Once you finished patching the kernel, go on and configure, compile, install and use it as described below for version 2.2.19.

2.2. Kernel 2.2.19
Get the kernel linux-2.2.19.tar.gz and copy it to /usr/src. (Would be nice to download the source from a mirror near you, check out http://www.kernel.org/mirrors/ to find one.)

  cd /usr/src
  [ if necessary:  mv linux linux-old ]
  tar xzf linux-2.2.19.tar.gz
  mv linux linux-2.2.19
  ln -s linux-2.2.19 linux

Get the raid-0.90-patch "raid-2.2.19-A1″ from http://people.redhat.com/mingo/raid-patches/ and copy it to /usr/src.

  cd /usr/src
  patch -p0 < raid-2.2.19-A1

The "hunk [...] succeeded"-messages are fine :) . If no error is reported, go on and config your kernel as you wish to:

  cd /usr/src/linux
  make xconfig  [ or "make menuconfig" ]

Be sure to say "y" to the following (in section "block devices"):

  y  multiple devices driver support
  y  autodetect RAID partitions
  y  RAID-1 (mirroring) mode

All other RAID-related options are set to "n".

Store config to file, save and exit.
Compile and install the kernel manually as described below, or follow the instructions here to do it the Debian-way...

  make dep
  make bzImage
  [ if necessary:  mv /lib/modules/2.2.19 /lib/modules/2.2.19_old ]
  make modules
  make modules_install

  cp System.map /boot/System.map-2.2.19
  cp arch/i386/boot/bzImage /boot/vmlinuz-2.2.19

  cd /boot
  ln -s System.map-2.2.19 System.map
  ln -s vmlinuz-2.2.19 vmlinuz

Edit /etc/lilo.conf accordingly and execute lilo (and don't forget the option prompt which is quite useful). At this time, LILO should still install just to the MBR of /dev/sda.

Reboot and see your shiny new RAID-1-capable kernel come up :) .

2.3. Kernel 2.4 (Debian Woody)
03-12-26, Update:
I've repeatedly had problems with our development server back then when trying to have it run Linux 2.4.17 and 2.4.18. (With the latter, the machine kept crashing (it just froze during normal operation), the last time resulting in a non-bootable system. No error-logs or similar were available.
It took me some time to undo the damage.) I've never found out exactly what the problem was.

Nevertheless, I do think the problem was due to some basic 2.4-problems with this one machine's hardware and had nothing to do with having the machine use Linux' SW-RAID. Meanwhile, all our servers are properly running Linux 2.4.23, including the software RAID mirrored ones!

→ TASK LIST
**1)** In the kernel guide, which Linux version are all the servers running at the end?
**2)** According to the kernel guide, which options must be set to "y" in the "block devices" section?
**3)** Write the next part of the kernel guide, picking up after its last sentence.

→ AVAILABLE DATA
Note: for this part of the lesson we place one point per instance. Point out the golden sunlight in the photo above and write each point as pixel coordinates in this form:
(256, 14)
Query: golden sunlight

→ EXERCISE ANSWERS
**1)** Linux 2.4.23

**2)**
- multiple devices driver support
- autodetect RAID partitions
- RAID-1 (mirroring) mode

**3)**
To install Linux 2.4 with SW-RAID enabled, just recompile the kernel activating RAID capabilities. You don't have to patch anything, as the 2.4 series already has the 0.90-series RAID as its default.

Mind 1: When using Linux 2.4, do use Debian 3.0 (aka Debian Woody) or later, as Potato is not 2.4-ready.
Mind 2: When using Linux 2.4, be sure to have raidtools2 with at least version 0.90.20010914-9 or better. (This version was uploaded to Woody between beginning of January '02 and midth of February '02, and up to date enough version is thus part of the official Debian 3.0 release.)

3. Raidtools2
Get the package raidtools2 (which is the one for 0.90-RAID, don’t use the package "raidtools" which is for old-style RAID):

 aqua:~# cat /etc/apt/sources.list
  deb http://http.us.debian.org/debian stable main contrib non-free
  deb http://non-us.debian.org/debian-non-US stable/non-US main contrib non-free
  deb http://security.debian.org stable/updates main contrib non-free
  [...]

and do

 apt-get update
 apt-get install raidtools2

Fortunately we had and took the time to review the package list in dselect and installed some essential packages such as bzip2 etc. This would be a good time to do so in order to get a really nice system :) .

3a. mdadm
"mdadm" is a tool with similar functionality to the raidtools. I have never used it thoroughly yet, but I just wanted to mention it.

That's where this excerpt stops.